== Written instruction 1 ==
In the setup notes below, what does the -f option set, and which file does the text offer for it? Answer in one to three sentences.

== Extract to read ==
──────────

Overview

HTTPS SSH
How to run:
cd <PATH_TO_REPOSITORY>
python bin/solve_copa.py -f data/copa-file.txt -word_comb_file data/word_comb_file_with_mwp.json -json_dic data/freq_dic/c_r_dic_with_mwp.json data/freq_dic/c_dic_with_mwp.json data/freq_dic/r_dic_with_mwp.json -vc data/vocabulary/vocab_c_with_mwp.tsv -vr data/vocabulary/vocab_r_with_mwp.tsv -l 0.7 -a 0.66

How to use:
python bin/solve_copa.py -f copa-file_path -word_comb_file word-comb-file_path -json_dic dic1 dic2 dic3 -vc vocablary-file_path1 -vr vocablary-file_path2

Note: It is impossible to run this code on Python3.

Set your files' paths:
-f
    Set your copa-file path.
        You can use my file: copa-file.txt

-word_comb_file
    Set your path of word combinations file(JSON).

──────────

== Supplied data ==
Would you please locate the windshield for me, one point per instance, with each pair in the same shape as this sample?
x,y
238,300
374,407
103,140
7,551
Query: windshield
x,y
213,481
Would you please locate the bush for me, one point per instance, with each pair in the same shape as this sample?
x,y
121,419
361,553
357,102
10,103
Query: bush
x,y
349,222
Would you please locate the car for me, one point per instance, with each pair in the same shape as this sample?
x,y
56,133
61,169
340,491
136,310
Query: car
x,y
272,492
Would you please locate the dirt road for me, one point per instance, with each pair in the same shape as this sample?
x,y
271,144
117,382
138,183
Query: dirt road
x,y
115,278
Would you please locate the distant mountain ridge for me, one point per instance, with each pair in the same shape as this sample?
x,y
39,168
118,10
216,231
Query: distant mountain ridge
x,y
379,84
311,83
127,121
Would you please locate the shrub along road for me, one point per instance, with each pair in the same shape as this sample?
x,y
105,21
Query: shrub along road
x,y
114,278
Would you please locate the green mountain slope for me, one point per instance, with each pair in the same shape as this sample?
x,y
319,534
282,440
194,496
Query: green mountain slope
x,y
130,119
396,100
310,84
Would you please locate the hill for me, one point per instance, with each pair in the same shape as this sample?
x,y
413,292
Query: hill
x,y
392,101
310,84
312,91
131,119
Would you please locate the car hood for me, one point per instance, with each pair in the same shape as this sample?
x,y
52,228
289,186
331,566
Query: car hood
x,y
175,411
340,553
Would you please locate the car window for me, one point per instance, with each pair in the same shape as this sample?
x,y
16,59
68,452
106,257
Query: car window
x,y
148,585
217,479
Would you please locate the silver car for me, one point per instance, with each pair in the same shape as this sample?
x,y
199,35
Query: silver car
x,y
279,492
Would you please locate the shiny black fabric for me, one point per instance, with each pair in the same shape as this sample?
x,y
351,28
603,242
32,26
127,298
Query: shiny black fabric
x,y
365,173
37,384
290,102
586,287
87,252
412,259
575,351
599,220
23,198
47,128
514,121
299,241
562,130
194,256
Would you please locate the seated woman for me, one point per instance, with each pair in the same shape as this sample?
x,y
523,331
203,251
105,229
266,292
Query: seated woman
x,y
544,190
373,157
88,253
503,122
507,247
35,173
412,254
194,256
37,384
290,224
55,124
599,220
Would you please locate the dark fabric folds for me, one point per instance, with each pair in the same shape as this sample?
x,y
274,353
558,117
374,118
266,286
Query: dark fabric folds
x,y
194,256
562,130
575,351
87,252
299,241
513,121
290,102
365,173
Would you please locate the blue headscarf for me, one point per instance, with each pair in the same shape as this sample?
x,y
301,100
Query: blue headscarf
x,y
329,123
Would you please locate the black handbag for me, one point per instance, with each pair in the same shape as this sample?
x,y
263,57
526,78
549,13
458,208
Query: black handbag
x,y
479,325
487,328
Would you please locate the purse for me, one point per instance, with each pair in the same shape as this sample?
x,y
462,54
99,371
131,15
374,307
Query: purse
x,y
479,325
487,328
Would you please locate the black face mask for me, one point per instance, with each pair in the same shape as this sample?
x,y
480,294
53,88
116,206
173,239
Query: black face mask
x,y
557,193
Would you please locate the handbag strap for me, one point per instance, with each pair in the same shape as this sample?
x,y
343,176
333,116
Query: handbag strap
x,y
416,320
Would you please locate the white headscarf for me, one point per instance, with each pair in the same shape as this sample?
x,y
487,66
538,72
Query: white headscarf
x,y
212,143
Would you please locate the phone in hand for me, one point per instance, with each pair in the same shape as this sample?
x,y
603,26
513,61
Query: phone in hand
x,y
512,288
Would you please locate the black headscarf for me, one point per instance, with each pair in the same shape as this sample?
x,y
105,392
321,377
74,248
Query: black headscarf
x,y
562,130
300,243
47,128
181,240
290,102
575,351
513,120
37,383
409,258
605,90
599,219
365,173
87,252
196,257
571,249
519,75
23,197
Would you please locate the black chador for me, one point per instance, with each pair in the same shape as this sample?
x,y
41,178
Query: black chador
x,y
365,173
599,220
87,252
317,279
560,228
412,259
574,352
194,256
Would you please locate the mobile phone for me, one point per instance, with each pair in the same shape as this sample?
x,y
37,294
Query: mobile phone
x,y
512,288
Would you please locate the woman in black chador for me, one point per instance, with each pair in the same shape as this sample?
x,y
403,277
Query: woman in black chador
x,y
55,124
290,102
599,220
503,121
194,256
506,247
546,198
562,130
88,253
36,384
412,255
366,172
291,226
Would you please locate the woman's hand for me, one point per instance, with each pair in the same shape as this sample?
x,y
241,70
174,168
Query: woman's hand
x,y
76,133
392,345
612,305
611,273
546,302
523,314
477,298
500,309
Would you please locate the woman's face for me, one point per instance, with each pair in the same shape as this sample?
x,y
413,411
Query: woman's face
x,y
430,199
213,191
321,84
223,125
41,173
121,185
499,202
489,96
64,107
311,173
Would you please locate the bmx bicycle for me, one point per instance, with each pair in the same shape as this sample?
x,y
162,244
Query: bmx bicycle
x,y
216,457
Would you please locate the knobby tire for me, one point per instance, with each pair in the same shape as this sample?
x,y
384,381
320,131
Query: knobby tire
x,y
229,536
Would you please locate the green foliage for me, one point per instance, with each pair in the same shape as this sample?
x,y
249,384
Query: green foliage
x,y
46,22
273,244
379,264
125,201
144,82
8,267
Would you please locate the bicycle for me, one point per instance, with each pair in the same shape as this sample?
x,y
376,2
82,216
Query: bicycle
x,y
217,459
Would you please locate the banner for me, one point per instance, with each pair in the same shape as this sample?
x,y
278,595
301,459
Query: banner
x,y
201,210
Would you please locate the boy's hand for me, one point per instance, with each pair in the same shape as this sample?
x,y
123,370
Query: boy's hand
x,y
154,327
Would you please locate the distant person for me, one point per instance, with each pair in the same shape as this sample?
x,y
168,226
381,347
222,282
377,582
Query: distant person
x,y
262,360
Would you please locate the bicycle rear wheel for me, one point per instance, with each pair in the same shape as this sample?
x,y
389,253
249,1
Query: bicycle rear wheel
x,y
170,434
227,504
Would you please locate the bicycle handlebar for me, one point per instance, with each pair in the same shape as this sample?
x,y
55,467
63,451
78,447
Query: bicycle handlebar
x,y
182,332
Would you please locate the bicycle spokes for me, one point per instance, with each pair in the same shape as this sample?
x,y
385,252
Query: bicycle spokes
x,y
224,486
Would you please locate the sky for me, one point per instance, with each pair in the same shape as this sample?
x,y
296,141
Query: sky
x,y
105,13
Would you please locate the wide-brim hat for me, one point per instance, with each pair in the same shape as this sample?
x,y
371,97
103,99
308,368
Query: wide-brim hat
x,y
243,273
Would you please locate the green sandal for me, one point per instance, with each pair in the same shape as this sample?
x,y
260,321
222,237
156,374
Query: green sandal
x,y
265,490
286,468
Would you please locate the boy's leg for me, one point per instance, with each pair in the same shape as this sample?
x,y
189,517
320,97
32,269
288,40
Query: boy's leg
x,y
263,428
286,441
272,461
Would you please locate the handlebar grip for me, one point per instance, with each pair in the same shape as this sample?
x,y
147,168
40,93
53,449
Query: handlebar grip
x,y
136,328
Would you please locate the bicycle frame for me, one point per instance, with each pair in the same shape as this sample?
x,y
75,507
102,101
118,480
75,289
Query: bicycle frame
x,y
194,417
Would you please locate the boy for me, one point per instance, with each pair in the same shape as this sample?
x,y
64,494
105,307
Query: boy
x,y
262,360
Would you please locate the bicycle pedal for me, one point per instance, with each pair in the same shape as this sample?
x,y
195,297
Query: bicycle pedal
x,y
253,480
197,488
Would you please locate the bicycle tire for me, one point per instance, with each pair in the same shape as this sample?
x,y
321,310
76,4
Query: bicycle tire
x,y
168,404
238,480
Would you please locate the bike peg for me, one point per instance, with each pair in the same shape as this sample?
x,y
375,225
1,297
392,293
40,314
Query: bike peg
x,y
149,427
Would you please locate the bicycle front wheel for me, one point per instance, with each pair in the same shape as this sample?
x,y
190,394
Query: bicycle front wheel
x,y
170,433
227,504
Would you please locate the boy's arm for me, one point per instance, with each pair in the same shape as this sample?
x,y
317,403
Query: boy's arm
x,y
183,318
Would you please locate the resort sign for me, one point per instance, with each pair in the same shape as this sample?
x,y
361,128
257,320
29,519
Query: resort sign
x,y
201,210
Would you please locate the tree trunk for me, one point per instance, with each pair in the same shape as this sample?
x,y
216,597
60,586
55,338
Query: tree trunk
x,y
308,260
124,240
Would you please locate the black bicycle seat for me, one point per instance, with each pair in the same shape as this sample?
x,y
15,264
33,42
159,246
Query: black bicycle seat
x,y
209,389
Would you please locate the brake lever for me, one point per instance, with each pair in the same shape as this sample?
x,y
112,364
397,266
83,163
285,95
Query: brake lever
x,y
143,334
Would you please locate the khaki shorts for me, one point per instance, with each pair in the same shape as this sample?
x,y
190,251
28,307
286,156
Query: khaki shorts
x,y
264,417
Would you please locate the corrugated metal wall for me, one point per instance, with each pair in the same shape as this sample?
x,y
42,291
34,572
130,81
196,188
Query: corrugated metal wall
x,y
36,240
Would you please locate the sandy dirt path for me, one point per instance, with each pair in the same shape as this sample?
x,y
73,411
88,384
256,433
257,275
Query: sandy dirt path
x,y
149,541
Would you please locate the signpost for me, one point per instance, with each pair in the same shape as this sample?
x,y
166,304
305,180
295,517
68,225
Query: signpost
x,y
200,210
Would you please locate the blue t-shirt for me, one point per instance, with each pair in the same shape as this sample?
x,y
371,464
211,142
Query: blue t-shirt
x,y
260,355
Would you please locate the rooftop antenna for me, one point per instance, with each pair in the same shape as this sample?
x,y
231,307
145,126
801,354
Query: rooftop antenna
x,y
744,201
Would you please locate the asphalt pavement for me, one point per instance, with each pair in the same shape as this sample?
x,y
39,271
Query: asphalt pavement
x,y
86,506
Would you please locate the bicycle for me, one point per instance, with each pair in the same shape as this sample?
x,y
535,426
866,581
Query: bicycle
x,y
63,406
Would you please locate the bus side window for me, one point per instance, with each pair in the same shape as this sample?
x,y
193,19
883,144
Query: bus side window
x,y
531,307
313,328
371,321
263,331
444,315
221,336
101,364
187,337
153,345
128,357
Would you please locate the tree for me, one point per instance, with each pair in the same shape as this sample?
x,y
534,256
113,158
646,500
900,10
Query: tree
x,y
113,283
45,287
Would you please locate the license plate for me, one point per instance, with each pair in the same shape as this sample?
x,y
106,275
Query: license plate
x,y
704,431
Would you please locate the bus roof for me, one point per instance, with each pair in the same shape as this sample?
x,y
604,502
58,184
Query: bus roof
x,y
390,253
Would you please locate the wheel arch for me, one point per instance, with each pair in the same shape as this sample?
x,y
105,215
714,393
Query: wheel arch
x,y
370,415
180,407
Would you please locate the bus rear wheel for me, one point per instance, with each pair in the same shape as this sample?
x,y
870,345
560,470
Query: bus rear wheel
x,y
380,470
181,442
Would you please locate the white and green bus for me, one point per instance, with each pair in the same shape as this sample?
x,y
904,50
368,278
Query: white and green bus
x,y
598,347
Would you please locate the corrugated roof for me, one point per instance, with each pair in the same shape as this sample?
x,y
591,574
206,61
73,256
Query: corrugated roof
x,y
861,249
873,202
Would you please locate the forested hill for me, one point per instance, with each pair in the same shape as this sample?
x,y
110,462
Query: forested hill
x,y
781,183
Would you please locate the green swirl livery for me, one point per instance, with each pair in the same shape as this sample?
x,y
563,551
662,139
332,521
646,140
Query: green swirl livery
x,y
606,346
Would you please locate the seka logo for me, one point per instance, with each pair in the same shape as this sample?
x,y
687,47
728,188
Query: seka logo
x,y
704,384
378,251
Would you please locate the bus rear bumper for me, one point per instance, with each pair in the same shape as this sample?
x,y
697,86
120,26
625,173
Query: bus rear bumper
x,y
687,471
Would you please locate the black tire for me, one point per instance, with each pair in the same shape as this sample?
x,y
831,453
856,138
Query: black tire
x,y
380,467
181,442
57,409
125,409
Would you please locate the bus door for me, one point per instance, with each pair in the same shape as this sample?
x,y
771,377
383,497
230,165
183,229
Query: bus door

──────────

== Written instruction 2 ==
List every line of the records that contains the word "distant".

== Written answer 1 ==
The -f option sets the path to your COPA file. The text offers its own file, copa-file.txt, for this.

== Written answer 2 ==
Would you please locate the distant mountain ridge for me, one point per instance, with each pair in the same shape as this sample?
Query: distant mountain ridge
Would you please locate the distant person for me, one point per instance, with each pair in the same shape as this sample?
Query: distant person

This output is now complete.